> ASSIGNMENT: How many lines in the records below contain "inside"? Reply with the number alone.

Natural-language object grounding data:
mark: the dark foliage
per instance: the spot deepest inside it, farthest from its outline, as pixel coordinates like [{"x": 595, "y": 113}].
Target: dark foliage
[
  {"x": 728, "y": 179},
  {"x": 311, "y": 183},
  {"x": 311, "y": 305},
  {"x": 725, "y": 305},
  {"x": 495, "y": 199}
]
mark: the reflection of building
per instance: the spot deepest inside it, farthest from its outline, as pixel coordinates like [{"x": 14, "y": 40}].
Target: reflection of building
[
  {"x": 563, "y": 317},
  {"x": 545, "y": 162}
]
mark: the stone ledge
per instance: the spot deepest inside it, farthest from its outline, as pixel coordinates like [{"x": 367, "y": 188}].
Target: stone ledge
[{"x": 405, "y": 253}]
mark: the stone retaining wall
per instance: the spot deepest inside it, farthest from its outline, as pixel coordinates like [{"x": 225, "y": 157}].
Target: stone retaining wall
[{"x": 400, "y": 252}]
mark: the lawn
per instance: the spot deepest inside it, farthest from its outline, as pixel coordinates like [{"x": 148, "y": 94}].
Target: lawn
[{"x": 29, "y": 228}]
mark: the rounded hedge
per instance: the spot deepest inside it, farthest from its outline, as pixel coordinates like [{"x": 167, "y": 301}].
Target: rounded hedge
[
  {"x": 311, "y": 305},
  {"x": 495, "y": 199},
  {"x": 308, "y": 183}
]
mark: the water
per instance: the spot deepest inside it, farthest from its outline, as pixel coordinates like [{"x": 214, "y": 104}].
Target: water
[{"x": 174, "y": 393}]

> EXPECTED OUTPUT: 7